OBJECTIVE:
Rewrite every line of the listing below as a numbered list, skipping any blank lines. Leave the pictures out of your answer.

[START OF MATERIAL FOR THE TASK]

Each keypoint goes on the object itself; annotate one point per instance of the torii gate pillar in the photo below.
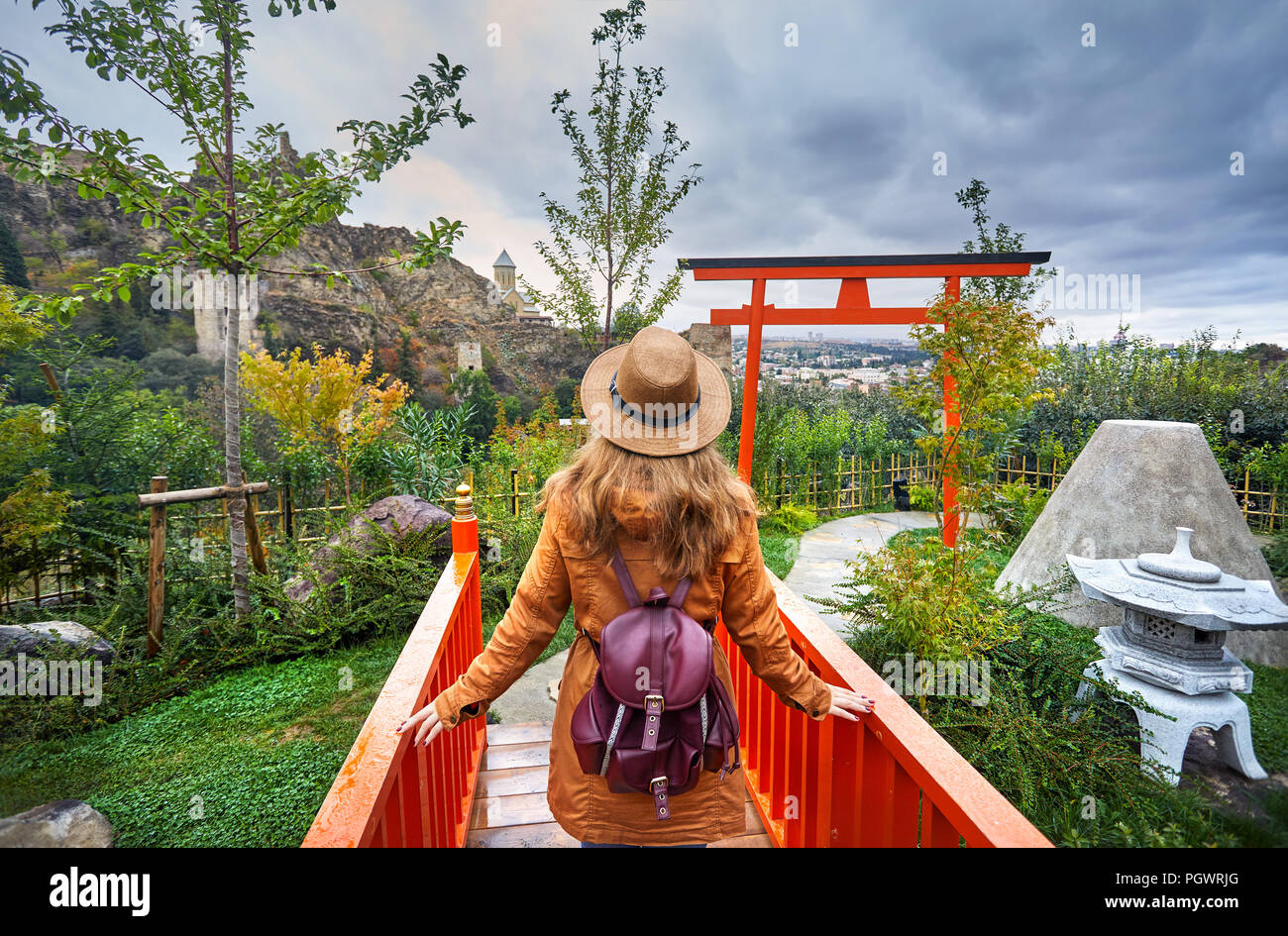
(851, 308)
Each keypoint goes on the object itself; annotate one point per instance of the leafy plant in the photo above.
(791, 519)
(235, 206)
(428, 458)
(1013, 509)
(623, 194)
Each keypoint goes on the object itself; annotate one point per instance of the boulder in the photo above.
(53, 639)
(1126, 493)
(397, 516)
(62, 824)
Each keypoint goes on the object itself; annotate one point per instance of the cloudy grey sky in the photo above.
(1115, 156)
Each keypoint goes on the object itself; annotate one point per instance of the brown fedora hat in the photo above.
(656, 395)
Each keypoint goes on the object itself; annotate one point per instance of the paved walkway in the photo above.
(818, 570)
(823, 550)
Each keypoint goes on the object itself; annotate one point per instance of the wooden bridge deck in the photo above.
(510, 799)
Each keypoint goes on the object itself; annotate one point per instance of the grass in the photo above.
(244, 761)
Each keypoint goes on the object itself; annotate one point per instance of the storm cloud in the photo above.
(818, 127)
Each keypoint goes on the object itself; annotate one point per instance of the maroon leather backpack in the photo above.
(657, 715)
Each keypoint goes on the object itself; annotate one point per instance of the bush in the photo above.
(1078, 780)
(375, 593)
(791, 519)
(1013, 509)
(1276, 555)
(935, 601)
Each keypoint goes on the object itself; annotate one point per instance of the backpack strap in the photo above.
(682, 588)
(631, 592)
(623, 578)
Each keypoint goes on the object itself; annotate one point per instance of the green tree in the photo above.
(603, 248)
(243, 201)
(13, 268)
(476, 394)
(1001, 240)
(992, 351)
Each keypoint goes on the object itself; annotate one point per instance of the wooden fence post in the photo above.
(253, 538)
(156, 567)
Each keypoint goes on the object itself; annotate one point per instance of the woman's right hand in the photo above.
(849, 704)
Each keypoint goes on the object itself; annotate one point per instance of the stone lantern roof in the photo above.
(1183, 588)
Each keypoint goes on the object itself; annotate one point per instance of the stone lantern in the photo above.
(1171, 647)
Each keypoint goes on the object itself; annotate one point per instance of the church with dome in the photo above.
(509, 292)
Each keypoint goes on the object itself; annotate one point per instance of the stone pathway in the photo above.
(531, 698)
(819, 567)
(823, 551)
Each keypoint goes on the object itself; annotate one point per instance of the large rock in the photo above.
(397, 516)
(62, 824)
(53, 639)
(1131, 486)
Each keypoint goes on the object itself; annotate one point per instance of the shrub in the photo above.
(791, 519)
(1013, 509)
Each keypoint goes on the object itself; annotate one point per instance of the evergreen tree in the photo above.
(13, 268)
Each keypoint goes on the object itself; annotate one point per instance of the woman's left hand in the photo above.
(849, 704)
(430, 725)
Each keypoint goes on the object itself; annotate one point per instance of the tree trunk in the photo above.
(232, 454)
(232, 362)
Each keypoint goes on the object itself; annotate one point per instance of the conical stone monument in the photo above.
(1131, 486)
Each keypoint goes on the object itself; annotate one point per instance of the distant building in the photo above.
(469, 356)
(868, 374)
(507, 292)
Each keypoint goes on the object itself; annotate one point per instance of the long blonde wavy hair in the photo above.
(695, 501)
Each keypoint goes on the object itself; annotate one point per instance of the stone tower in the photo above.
(502, 271)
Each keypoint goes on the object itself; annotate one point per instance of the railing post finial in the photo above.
(464, 502)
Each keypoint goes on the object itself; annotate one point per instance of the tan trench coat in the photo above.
(559, 573)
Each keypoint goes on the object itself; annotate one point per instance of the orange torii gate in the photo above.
(851, 308)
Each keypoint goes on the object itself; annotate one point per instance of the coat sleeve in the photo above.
(750, 613)
(539, 606)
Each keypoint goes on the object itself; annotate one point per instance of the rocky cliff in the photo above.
(64, 239)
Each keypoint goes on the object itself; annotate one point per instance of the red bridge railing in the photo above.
(889, 780)
(390, 793)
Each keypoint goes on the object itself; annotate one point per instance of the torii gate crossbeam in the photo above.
(853, 307)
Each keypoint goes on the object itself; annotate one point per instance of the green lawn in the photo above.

[END OF MATERIAL FOR THE TASK]

RESULT:
1. Each keypoint goes on the object itself; annotate one point per instance of the torii gate pillar in the photo below.
2. (851, 308)
3. Each keypoint goes on the object itself; annotate one point per instance of the leafy plant in the photo above.
4. (791, 519)
5. (235, 206)
6. (428, 458)
7. (1013, 509)
8. (623, 194)
9. Each keypoint goes on the object itself; annotate one point per instance of the boulder in the photo above.
10. (53, 639)
11. (1126, 493)
12. (397, 516)
13. (62, 824)
14. Each keypoint goes on the object itself; annotate one point per instance of the cloudy grey sky in the photo above.
15. (1115, 156)
16. Each keypoint goes on the object itself; annotate one point per instance of the brown fedora hat in the photo above.
17. (656, 395)
18. Each keypoint goes on the object itself; annotate one point per instance of the paved walkway in the photo above.
19. (818, 570)
20. (823, 550)
21. Each keypoint goes on the object itself; annotate one point per instance of the wooden bridge deck in the photo above.
22. (510, 799)
23. Each keypoint goes on the object itself; annotate one point per instance of the grass in the photo above.
24. (244, 761)
25. Each keypoint goes on the object itself; annotate one point per instance of the storm cloud in the photo above.
26. (818, 127)
27. Each keypoint goes on the object itself; annotate one point per instance of the maroon leather backpack in the photo above.
28. (657, 715)
29. Each keypoint goes on the object itself; annotate one point per instance of the bush in the photo above.
30. (1078, 780)
31. (375, 593)
32. (791, 519)
33. (1013, 509)
34. (1276, 555)
35. (935, 601)
36. Each keypoint goes on the object itself; annotate one point per instance of the backpack strap in the photo above.
37. (682, 588)
38. (631, 592)
39. (623, 578)
40. Each keypoint goes on the object itself; annotate one point per instance of the green tree in the photo above.
41. (603, 248)
42. (243, 201)
43. (13, 268)
44. (476, 394)
45. (1001, 240)
46. (992, 351)
47. Each keypoint goes on the object itself; annotate one point per instance of the wooden fence post in the photo above.
48. (253, 538)
49. (156, 567)
50. Each keypoint goes on the object itself; annotate one point per instance of the woman's right hand in the photo above.
51. (849, 704)
52. Each keypoint goes on the object itself; annotate one point per instance of the stone lantern roof in the photo above.
53. (1183, 588)
54. Each keypoint goes on the object itself; annotate one point per instance of the stone lantern in the photo above.
55. (1171, 647)
56. Each keypoint goes on the object itself; annotate one point per instance of the church with dome in the photo above.
57. (509, 292)
58. Each keypoint goes on the object itself; annotate one point per instance of the stone pathway in the photo above.
59. (531, 698)
60. (819, 567)
61. (823, 551)
62. Each keypoint goes on the object itself; annotate one point per instance of the large rock in the photo above.
63. (397, 516)
64. (62, 824)
65. (53, 639)
66. (1131, 486)
67. Each keypoint goes on the object itself; annotate one point per instance of the shrub in the photo above.
68. (791, 519)
69. (1013, 509)
70. Each keypoint goes on the object itself; annotate one point per instance of the evergreen tree in the photo above.
71. (13, 268)
72. Each keypoint goes on the object itself; annotate one point per instance of the woman's left hand in the photo above.
73. (849, 704)
74. (430, 725)
75. Each keypoint goes on the object itself; annotate one point per instance of the tree trunk in the photo above.
76. (232, 454)
77. (232, 362)
78. Each keypoint goes on the object itself; annotate one point per instance of the conical stone monument in the photo above.
79. (1131, 486)
80. Each keypoint goes on the object itself; annotate one point per instance of the distant building in the photo above.
81. (469, 356)
82. (868, 374)
83. (507, 292)
84. Each keypoint goes on the object itself; annotate one point per instance of the long blonde wavy hair in the photo above.
85. (695, 501)
86. Each keypoint goes on the object itself; annotate one point per instance of the stone tower in the photo above.
87. (502, 271)
88. Each keypoint goes on the object itself; annotate one point per instance of the railing post finial in the photo above.
89. (464, 502)
90. Each keypoint goes on the object itself; annotate one point per instance of the tan trench coat in the photo above.
91. (559, 573)
92. Each keypoint goes on the object itself; annotate one point per instance of the orange torii gate in the photo above.
93. (851, 308)
94. Each keypoint goes on the object itself; annotate one point per instance of the coat sleeve in the photo above.
95. (750, 613)
96. (539, 606)
97. Each keypoint goes on the object itself; annotate one point per instance of the rocky cliff in the photo above.
98. (64, 239)
99. Each keypoint goes on the object itself; annotate one point per instance of the red bridge railing in the photo above.
100. (889, 780)
101. (390, 793)
102. Each keypoint goes on the object itself; annotate one point per instance of the torii gate crossbeam in the photo above.
103. (853, 307)
104. Each keypoint goes on the object itself; annotate one point per instance of the green lawn in the photo above.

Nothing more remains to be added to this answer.